文書の抜粋:
-.-.-
舞台を観劇したファンが、劇場のスクリーン上にある2次元コードを読み取ると来場参加記念のコンテンツを取得できるほか、劇場にある2次元コードを読み取ると、スタンプラリーのMAPが取得でき、第2回では大阪の街の中で村上や丸山の縁のある地を巡りながらスタンプを集め、NFTコンテンツも入手できる企画となっている。
元々『GIVE&MAKE』は村上が本作を観劇するファンのためにリリースしたコンテンツだったが、後に村上が編集長に就任したプロジェクト『日本の観光ショーケース』でも特別企画「みんなで創る~観光デジタルスタンプラリー」にも活用された。
二次元コード設置場所
リアルタイム参加型企画
第2回からは、本作の上演中に観客全員がリアルタイムで参加する企画を実施した。
これは、観客がスマートフォンやタブレット端末を使い、会場内の無線LANに接続して参加できる企画となっている。
これまでの舞台は「(本番中は)スマートフォンの電源を切ってください」ということが通例だったが、逆に本作では舞台上でもスマートフォンを使った企画を行ったという。村上いわく「あえてWi-Fiが使える状況でのエンターテイメントを模索していた」という。
ChargeSPOTとのコラボレーション
第3回ではモバイルバッテリーのシェアリングサービス『ChargeSPOT』を運営するINFORICHとのコラボレーションを実施した。
『ChargeSPOT』はコンビニエンスストアやカラオケ、飲食店などに設置されており、今回のスタンプラリーでは、対象となる都内の約500か所の店舗にてNFTが入手できる仕様となっている。なお、入手できるNFTは全ての対象店舗で共通であるため、1店舗のスキャンのみで良い仕様になっている。
-.-.-
保存データ:
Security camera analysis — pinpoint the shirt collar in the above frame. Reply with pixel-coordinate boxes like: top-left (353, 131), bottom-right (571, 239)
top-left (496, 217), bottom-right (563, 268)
-.-.-
問題:
**A)** 舞台の企画についての文章で、『ChargeSPOT』の設置先として挙げられている場所をすべて書き出してください。
**B)** 舞台の企画についての文章を、最後の文の後から書き継いでください。

解答:
**A)** コンビニエンスストア、カラオケ、飲食店

**B)**
さらに、ChargeSPOTの公式サイトのMAPからも対象店舗を確認可能であり、MAP上のバルーンマークから村上のARコンテンツを閲覧することができる。
また、村上が第3回の前日に『INFORICH CONFERENCE ExSPOT2024』にゲストとして登壇した。
第2回でスマートフォンを使用したリアルタイム参加型企画を行ったところ、企画自体は好評だったものの、公演前に街をNFTスタンプラリーなどで散策した観客が劇場に来た時点で既に充電が無くなっているという事態が一部で発生した。応急措置として急遽劇場の電源を解放して充電を行ったものの、供給が追いつかなかったという。
そこで、第3回を上演するにあたり、この充電問題を解消する手立てがないかを考える中でChargeSPOTがあることに気付き、知人の紹介で村上が自らINFORICHのオフィスに出向いて直接交渉したところ、INFORICH側が村上の提案を快諾したという。
前述の通り、村上は独学でテクノロジーの勉強をしており、INFORICHの社長である秋山広宣も村上の発想や知識量に驚いたという。村上いわく世の中のテクノロジーが変わる中で「知らない」「分からない」と言っているだけだと新しいエンタメは作れず、ライブや舞台の演出でも、そういった機材やシステムを知らないと演出できない時代になるため、勉強を続けているという。
AIシンゴの導入
第3回では、村上をもとに生成AI技術を活用して生み出されたAIアバター「AIシンゴ」が導入された。
AIシンゴは村上と同様に関西弁を発することができ、劇場のスクリーンに映し出して村上や丸山とリアルタイムで対話やコミュニケーションを取りながらコーナーが進められた。
村上はAIシンゴを実用的なものというよりは「エンタメ感のある楽しいもの」として提供することを構想しているといい、「見ている方が心から楽しんでいただけるような使い方をしたい」と語っている。このAIシンゴの活用方法についてもNFTスタンプラリーと同様にINFORICHの秋山に相談したという。
上演日程
キャスト
- 作・演出・出演 - 村上信五、丸山隆平
演出
第1回
第1回が上演された2024年2月は村上と丸山が所属するグループが「関ジャニ∞」から「SUPER EIGHT」に改名した時期であったため、「少しでも早く生身の姿を見せて、安心してもらいたい」という想いから、急遽上演されることになった。
第2回
第2回からは、村上がプロデュースした新しいプラットフォーム『GIVE&MAKE』の連動企画が実施された。
第2回からは、本作の上演中に観客全員がリアルタイムで参加する企画が実施された。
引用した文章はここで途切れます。